• **Work item**: The answer must consist of every line from the entries below that contains the word "target".

• **Stored records**:
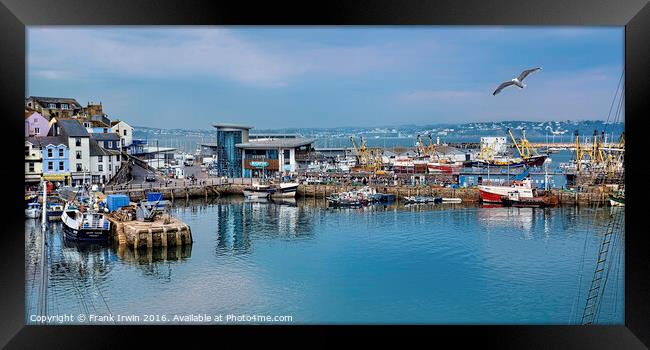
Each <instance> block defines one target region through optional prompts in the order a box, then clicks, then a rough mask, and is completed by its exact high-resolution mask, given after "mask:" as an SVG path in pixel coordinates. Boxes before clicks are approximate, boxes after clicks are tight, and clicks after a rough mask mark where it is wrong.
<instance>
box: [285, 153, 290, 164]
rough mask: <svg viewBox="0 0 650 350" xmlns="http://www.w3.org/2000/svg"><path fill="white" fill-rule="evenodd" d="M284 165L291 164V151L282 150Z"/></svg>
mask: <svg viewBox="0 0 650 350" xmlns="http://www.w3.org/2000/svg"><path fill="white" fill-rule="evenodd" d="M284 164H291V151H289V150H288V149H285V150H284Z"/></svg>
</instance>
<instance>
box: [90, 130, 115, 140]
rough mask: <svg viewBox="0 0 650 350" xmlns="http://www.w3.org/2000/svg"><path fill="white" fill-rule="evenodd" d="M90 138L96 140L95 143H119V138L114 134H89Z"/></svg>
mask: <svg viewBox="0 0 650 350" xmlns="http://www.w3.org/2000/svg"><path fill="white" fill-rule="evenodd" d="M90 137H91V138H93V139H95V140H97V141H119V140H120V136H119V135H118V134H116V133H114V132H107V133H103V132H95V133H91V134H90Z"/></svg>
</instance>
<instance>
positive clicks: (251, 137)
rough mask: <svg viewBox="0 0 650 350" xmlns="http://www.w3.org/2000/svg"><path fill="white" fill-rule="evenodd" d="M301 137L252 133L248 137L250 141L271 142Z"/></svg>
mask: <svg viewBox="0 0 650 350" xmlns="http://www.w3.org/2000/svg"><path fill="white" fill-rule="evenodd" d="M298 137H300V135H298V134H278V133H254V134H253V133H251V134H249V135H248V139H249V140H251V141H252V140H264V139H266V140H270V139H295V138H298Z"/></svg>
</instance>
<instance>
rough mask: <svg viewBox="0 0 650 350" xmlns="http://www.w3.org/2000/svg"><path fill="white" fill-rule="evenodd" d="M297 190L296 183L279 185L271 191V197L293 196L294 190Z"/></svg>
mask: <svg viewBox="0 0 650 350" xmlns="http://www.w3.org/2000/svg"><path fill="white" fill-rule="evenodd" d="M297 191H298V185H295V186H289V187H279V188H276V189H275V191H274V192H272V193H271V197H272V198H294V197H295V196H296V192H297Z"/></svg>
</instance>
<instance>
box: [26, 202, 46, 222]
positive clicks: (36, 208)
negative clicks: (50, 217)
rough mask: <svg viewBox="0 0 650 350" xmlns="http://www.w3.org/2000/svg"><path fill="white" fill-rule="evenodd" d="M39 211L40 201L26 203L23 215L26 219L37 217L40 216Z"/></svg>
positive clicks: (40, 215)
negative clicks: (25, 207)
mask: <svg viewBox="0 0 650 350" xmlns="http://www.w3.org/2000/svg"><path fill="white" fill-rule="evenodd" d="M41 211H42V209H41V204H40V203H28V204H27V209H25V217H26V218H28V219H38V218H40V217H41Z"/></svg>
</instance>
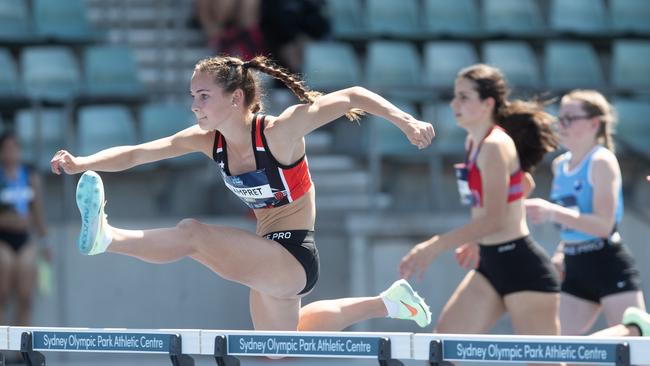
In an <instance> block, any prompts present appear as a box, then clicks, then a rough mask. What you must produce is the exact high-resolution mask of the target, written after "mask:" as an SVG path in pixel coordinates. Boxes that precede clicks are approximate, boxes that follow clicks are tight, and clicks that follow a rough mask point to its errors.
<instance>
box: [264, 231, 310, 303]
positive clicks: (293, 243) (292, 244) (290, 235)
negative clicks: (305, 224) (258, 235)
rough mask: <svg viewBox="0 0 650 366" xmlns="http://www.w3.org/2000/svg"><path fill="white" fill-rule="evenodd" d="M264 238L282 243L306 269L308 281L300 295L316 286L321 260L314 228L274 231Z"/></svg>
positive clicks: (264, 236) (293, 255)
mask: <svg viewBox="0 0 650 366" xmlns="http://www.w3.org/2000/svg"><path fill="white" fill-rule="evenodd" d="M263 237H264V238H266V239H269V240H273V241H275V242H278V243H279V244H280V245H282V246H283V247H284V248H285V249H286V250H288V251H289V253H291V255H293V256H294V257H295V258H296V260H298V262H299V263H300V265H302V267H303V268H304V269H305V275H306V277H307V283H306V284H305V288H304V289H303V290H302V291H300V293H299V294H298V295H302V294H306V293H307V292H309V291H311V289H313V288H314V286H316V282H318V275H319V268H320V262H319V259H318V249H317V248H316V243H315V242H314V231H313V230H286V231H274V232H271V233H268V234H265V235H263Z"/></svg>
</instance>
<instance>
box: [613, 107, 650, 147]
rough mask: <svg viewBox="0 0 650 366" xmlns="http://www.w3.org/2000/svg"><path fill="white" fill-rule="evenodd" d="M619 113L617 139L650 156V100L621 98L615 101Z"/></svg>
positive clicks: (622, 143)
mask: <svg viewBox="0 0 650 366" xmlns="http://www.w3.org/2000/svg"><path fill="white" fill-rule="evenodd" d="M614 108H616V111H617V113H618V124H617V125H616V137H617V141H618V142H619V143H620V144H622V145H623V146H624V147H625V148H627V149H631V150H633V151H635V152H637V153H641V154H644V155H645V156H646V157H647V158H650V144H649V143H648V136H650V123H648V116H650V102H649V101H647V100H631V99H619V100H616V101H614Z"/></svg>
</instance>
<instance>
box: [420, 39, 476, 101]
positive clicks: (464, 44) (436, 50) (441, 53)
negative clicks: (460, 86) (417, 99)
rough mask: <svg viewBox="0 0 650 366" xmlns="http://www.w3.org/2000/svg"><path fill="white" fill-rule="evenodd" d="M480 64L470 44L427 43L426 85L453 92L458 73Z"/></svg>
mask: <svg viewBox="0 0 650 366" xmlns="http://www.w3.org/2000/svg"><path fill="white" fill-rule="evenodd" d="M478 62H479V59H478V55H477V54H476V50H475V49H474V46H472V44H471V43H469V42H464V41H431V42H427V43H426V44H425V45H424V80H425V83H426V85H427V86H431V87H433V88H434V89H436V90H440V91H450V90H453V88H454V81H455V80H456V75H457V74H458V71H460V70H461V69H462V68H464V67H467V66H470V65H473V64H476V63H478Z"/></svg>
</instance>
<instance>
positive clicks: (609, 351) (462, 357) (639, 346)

• **Solution to this exercise**:
Each <instance> block defines one target region through optional prompts in the order a box, then clicks, then a rough mask, and is completed by its exact high-resolution mask, given after "mask:" as an SVG path in pixel coordinates. Boxes before clicks are approximate, boxes after clicks are tight, and clicks after a rough mask mark where it is wrong.
In an <instance> block, any prompts present appear as a box, then clicks, then a rough mask. What you must produce is the exact high-resolution mask of the target, written after "mask:" as an SVG path in pixel coordinates. Boxes that precede clicks are approximate, boxes that follow clicks are tight, and clicks that follow a rough mask point to its errors.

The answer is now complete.